→ Task requirements: Please quote the records below word for word, everything from the line containing "Point out every instance of the spruce" down to the end of the records, including both ends. Leave the pictures out of your answer.

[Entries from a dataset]
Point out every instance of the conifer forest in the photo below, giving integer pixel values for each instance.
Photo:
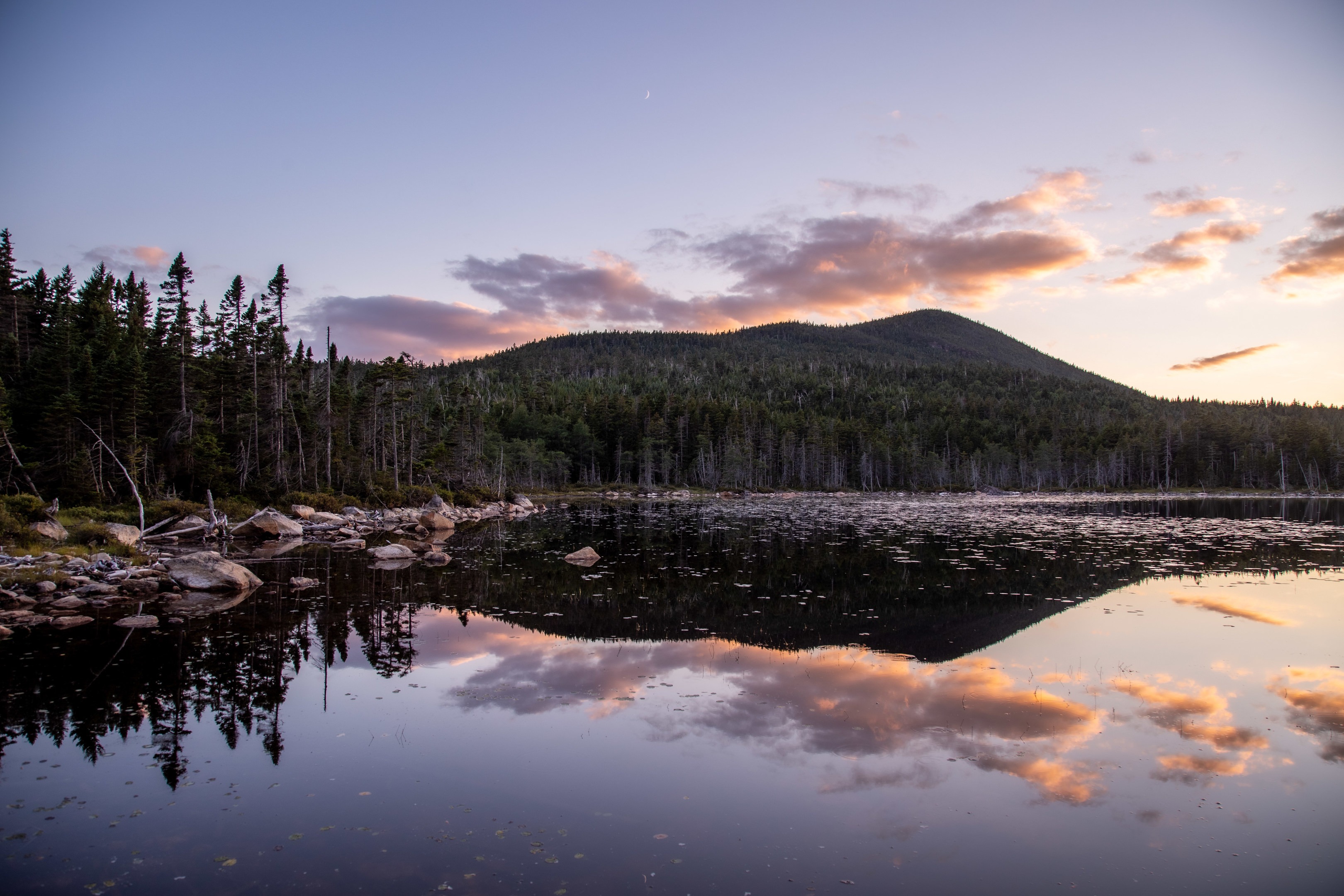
(191, 393)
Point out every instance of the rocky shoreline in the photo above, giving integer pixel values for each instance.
(61, 592)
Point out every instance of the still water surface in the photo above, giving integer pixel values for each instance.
(788, 696)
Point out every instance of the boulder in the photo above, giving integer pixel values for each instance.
(49, 530)
(207, 571)
(143, 589)
(436, 522)
(123, 534)
(138, 622)
(190, 522)
(268, 524)
(392, 553)
(584, 558)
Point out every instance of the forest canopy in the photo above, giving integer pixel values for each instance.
(207, 393)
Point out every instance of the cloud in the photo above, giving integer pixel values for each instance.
(920, 197)
(836, 268)
(382, 326)
(1316, 256)
(1052, 192)
(1316, 710)
(1225, 608)
(1191, 716)
(1186, 202)
(1181, 256)
(1218, 360)
(127, 258)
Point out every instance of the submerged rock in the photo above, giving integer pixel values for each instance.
(584, 558)
(49, 530)
(392, 553)
(268, 523)
(207, 571)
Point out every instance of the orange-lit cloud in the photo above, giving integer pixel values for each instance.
(1193, 716)
(1315, 698)
(1218, 360)
(1183, 203)
(1229, 609)
(127, 258)
(838, 700)
(1181, 254)
(1194, 770)
(1316, 256)
(840, 268)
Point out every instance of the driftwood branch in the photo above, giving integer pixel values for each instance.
(129, 479)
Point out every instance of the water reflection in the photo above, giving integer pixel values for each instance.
(886, 660)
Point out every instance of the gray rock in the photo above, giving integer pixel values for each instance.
(190, 522)
(436, 522)
(123, 534)
(584, 558)
(392, 553)
(49, 530)
(207, 571)
(138, 622)
(268, 523)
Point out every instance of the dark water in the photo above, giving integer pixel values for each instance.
(785, 696)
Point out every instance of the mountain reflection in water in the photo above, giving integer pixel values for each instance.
(1089, 656)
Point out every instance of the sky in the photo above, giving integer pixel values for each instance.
(1151, 191)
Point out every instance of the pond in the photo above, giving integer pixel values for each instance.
(808, 695)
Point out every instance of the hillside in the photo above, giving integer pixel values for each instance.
(190, 399)
(926, 336)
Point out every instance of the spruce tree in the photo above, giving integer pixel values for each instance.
(179, 331)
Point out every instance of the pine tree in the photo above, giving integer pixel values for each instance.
(179, 331)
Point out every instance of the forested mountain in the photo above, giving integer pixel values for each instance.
(191, 394)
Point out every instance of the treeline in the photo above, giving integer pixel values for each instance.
(190, 394)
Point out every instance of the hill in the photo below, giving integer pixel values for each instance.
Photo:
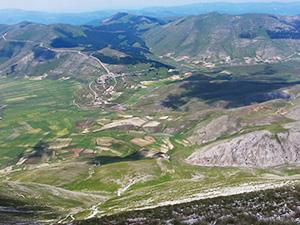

→ The response:
Point out every instance of the spruce tree in the photo above, giving integer pixel values for each instance.
(179, 331)
Point out every instance of the pine tree in the photo above, giving integer pixel values for each instance.
(179, 331)
Point out every instance of the forested mountain in the photo above, giving integer pixel values for each instance.
(191, 394)
Point out every instance of the treeline in the photo above, giving integer pixel values for each instance.
(190, 394)
Point out every instance of the hill in the photo below, giving integer pixel values for each instance.
Photo:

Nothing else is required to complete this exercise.